#### EXERCISE DESCRIPTION:
Return everything from the start of the items down to the line that contains "column 458, row 113", copied exactly, and leave the pictures out of your answer.

[Rows from a dataset]
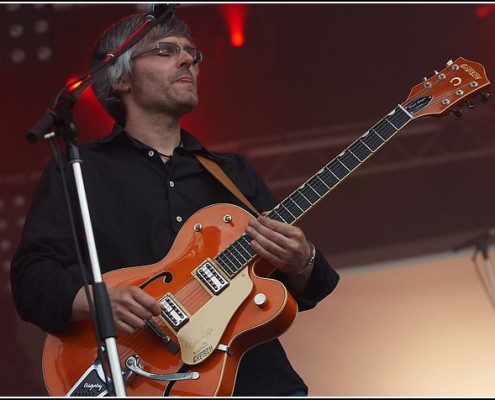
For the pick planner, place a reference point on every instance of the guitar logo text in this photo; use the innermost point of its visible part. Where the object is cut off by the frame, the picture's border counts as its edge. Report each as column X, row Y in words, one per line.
column 470, row 71
column 202, row 354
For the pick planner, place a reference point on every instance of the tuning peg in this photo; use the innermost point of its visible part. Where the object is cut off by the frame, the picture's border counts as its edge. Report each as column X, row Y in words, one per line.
column 470, row 105
column 485, row 97
column 458, row 113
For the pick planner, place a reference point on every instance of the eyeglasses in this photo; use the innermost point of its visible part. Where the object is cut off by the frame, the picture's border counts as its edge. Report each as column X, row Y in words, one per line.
column 169, row 49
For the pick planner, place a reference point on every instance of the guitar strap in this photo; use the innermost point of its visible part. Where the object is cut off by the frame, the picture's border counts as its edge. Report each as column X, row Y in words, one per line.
column 221, row 176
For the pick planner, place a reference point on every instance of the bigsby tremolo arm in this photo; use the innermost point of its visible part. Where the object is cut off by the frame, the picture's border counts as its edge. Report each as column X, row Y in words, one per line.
column 133, row 364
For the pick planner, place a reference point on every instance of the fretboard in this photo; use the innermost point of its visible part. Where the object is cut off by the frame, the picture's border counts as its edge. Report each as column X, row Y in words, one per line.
column 237, row 255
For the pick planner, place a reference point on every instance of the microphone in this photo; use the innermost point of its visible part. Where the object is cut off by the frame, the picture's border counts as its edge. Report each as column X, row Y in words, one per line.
column 482, row 238
column 157, row 10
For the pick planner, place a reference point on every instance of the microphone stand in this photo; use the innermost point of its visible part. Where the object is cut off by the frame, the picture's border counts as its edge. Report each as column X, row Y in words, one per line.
column 58, row 121
column 481, row 244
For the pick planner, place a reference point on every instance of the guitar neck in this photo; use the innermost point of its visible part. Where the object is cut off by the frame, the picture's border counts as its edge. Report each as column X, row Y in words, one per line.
column 290, row 210
column 314, row 189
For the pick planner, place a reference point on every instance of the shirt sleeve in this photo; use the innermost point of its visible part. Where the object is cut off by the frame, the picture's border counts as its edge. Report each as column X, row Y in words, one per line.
column 45, row 275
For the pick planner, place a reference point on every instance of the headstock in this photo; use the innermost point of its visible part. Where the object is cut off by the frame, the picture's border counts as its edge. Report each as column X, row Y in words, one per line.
column 456, row 83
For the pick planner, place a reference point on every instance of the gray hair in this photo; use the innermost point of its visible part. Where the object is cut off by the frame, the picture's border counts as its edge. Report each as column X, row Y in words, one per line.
column 109, row 41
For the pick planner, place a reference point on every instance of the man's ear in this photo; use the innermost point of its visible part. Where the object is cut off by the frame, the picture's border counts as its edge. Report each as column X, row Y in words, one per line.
column 123, row 85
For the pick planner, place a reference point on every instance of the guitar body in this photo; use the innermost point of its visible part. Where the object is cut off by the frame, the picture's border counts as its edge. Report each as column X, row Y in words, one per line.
column 230, row 319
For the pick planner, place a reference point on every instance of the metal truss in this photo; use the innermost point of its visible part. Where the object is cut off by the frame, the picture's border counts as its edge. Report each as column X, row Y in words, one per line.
column 288, row 160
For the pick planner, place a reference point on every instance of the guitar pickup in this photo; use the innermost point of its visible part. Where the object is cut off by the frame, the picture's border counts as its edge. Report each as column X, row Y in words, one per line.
column 173, row 313
column 211, row 277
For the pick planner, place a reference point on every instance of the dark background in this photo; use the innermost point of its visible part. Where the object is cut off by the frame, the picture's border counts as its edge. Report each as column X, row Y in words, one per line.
column 309, row 80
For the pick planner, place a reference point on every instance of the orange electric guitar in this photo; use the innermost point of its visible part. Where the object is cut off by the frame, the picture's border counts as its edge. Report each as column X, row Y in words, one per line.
column 218, row 298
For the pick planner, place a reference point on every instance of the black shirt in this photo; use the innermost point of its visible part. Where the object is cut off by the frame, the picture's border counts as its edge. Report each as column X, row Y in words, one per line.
column 137, row 206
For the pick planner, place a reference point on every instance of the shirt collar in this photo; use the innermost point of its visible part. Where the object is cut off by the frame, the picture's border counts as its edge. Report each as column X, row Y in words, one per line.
column 189, row 142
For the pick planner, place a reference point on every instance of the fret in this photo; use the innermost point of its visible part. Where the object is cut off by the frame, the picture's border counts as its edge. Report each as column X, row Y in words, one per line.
column 278, row 214
column 297, row 204
column 336, row 168
column 345, row 166
column 361, row 141
column 372, row 140
column 223, row 260
column 243, row 250
column 244, row 259
column 229, row 251
column 329, row 177
column 302, row 198
column 354, row 155
column 313, row 194
column 319, row 186
column 391, row 123
column 378, row 134
column 244, row 243
column 287, row 208
column 350, row 160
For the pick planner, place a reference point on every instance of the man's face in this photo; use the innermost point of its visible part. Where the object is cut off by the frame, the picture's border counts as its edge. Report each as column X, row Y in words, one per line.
column 163, row 81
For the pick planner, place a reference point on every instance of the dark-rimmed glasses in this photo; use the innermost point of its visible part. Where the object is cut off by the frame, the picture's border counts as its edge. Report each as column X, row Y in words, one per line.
column 169, row 49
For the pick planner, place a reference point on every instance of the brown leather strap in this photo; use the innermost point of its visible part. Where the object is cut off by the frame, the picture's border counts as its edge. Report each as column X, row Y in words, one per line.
column 218, row 173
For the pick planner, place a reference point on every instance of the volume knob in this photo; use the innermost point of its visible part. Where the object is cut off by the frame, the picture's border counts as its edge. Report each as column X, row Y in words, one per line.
column 260, row 299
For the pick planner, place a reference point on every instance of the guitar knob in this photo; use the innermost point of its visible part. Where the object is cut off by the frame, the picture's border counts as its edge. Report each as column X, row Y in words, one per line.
column 485, row 97
column 457, row 113
column 260, row 299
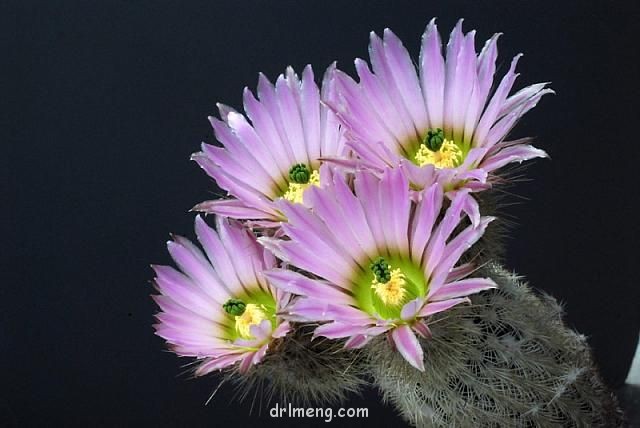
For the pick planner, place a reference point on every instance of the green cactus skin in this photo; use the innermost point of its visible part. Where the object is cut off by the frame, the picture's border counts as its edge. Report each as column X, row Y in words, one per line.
column 506, row 360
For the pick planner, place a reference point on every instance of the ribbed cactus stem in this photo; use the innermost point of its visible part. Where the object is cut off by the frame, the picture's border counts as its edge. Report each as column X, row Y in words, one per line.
column 505, row 361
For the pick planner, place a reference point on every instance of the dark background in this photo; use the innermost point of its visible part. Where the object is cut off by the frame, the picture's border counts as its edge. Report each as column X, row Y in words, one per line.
column 106, row 100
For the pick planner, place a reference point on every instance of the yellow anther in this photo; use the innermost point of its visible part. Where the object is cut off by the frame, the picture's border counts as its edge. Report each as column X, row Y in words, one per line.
column 448, row 156
column 253, row 315
column 296, row 190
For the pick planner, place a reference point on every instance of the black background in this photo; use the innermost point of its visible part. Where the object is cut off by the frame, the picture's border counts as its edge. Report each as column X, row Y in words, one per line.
column 106, row 100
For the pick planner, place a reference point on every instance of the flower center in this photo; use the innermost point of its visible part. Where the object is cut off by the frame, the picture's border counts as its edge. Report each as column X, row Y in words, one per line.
column 438, row 151
column 253, row 315
column 300, row 179
column 388, row 285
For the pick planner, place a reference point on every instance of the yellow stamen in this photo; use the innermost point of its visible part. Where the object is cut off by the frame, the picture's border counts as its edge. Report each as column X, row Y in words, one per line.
column 253, row 315
column 393, row 291
column 448, row 156
column 296, row 191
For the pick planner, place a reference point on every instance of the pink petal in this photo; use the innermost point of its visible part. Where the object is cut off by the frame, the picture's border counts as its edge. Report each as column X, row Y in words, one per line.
column 435, row 307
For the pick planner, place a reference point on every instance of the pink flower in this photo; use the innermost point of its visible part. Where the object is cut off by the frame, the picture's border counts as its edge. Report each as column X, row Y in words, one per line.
column 444, row 118
column 275, row 152
column 381, row 261
column 220, row 309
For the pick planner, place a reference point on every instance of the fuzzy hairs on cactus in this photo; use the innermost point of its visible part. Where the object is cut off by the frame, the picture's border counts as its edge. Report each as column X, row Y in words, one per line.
column 507, row 360
column 302, row 370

#### TASK RESULT:
For the pick planner, place a reference point on every instance of the guitar logo text in this photo; use the innermost point of its visible part. Where the object is cut off by the frame, the picture's border counts as its edge. Report each as column X, row Y in words, one per line.
column 470, row 71
column 202, row 354
For the pick planner, place a reference point on every instance of the tuning peg in this photo; use the innermost point of its visible part. Where the object is cut off by the frame, the picture's border counts as its edge. Report each as column X, row Y in words, one per line.
column 470, row 105
column 485, row 97
column 458, row 113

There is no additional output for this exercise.